**WHAT TO DO**
a: Read the LR circuit study guide below and decide whether each statement agrees with it. Answer yes or no for each, and quote the exact words from the guide that decide it. (i) An inductor is a component that resists changes in current. (ii) Resistors respond gradually to changes in voltage. (iii) Applying Kirchhoff's loop rule to a series LR circuit gives a second-order differential equation.
b: Pick up the LR circuit study guide below where it stops, and keep writing from its last line.

**TEXT SHOWN**
******************************

Circuits with Resistors | AP Physics C: E&M Unit 6 Study Guide

Getting Started

We have previously analyzed circuits with resistors, which respond instantaneously to changes in voltage. Now, we introduce the inductor, a component that resists changes in current. This chapter explores the transient behavior of a simple series circuit containing a resistor and an inductor (an LR circuit) when it is connected to a source of electromotive force. The central question is: How does the current in the circuit evolve from its initial state to its final, steady state?

What You Should Be Able to Do

Upon completing this section, you should be able to perform the following tasks:

Apply Kirchhoff’s loop rule to a series LR circuit to derive its governing first-order linear differential equation.
Solve the differential equation for the current as a function of time, $I (t)$ , for both current growth (energizing) and current decay (de-energizing).
Define and calculate the inductive time constant, $τ$ , and interpret its physical meaning in the context of the circuit's response time.
Analyze the behavior of the inductor and the circuit at two critical moments: immediately after a switch is closed ( $t = 0$ ) and a long time after ( $t \to \infty$ ).

******************************

**MATERIAL PROVIDED**
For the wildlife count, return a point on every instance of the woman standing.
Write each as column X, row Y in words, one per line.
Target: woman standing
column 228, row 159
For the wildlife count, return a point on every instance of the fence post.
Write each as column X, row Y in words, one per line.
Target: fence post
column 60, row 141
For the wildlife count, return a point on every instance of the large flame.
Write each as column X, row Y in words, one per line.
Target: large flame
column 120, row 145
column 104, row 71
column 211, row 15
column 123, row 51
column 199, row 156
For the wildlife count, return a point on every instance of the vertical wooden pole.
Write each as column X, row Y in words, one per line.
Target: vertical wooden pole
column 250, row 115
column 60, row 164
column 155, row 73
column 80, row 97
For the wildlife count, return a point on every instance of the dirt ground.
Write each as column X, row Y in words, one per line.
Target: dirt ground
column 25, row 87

******************************

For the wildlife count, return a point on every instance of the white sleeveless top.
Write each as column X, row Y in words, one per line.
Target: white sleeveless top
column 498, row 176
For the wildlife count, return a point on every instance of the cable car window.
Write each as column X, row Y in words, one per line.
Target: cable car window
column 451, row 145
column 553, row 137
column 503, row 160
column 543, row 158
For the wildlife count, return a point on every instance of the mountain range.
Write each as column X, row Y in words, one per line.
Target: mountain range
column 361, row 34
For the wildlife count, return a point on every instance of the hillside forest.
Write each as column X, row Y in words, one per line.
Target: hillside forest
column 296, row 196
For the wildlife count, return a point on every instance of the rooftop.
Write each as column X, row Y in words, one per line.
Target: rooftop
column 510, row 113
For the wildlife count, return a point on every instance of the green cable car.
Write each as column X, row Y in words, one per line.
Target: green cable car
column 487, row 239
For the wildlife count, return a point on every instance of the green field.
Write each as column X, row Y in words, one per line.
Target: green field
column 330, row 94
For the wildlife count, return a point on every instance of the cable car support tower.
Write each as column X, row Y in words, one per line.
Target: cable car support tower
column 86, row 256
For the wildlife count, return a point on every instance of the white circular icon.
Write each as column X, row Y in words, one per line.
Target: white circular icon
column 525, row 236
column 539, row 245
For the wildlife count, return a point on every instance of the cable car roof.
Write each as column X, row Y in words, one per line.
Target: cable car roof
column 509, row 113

******************************

**OUTPUTS FOR THE TASKS**
a:
(i) Yes: "Now, we introduce the inductor, a component that resists changes in current."
(ii) No: "which respond instantaneously to changes in voltage"
(iii) No: "to derive its governing first-order linear differential equation"

b:
Key Concepts & Mechanisms

The behavior of an LR circuit is fundamentally about the dynamic interplay between components over time. An inductor introduces a kind of "electrical inertia" that smooths out changes in current. We can analyze this using the lens of change over time, focusing on the differential equation that governs the system's evolution.

Assumptions: We will assume ideal components. The battery provides a constant electromotive force ( $E$ ), the wires have zero resistance, the resistor has a constant resistance ( $R$ ), and the inductor has a constant inductance ( $L$ ) with no internal resistance.

Baseline State

Consider two possible starting points. The first is an "off" state, where a switch in the circuit is open, and there is no current flowing ( $I = 0$ ). This is the initial condition for analyzing how the current builds up. The second baseline is a "steady-on" state, where the switch has been closed for a very long time. In this state, the current is constant, meaning its rate of change is zero ( $d I / d t = 0$ ), and the inductor offers no opposition to the current.

Differential Driver(s)

The primary driver of change in an LR circuit is the inductor's response to a changing current. According to Faraday's Law of Induction and Lenz's Law, a changing current through an inductor creates a changing magnetic flux, which in turn induces a "back-EMF" across the inductor. This induced EMF, $V_{L}$ , is given by:

$V_{L} = - L \frac{d I}{d t}$

The term $L$ is the inductance, a measure of how much EMF is induced per unit change in current, measured in Henrys (H). The negative sign signifies that the induced EMF opposes the change in current.

When a switch is closed to connect an LR series circuit to a battery of EMF $E$ , the battery attempts to drive a current. The inductor immediately opposes this change. We can describe the relationship between the potential differences across the components at any instant using Kirchhoff's loop rule, which states that the sum of potential changes around a closed loop is zero ( $\sum Δ V = 0$ ).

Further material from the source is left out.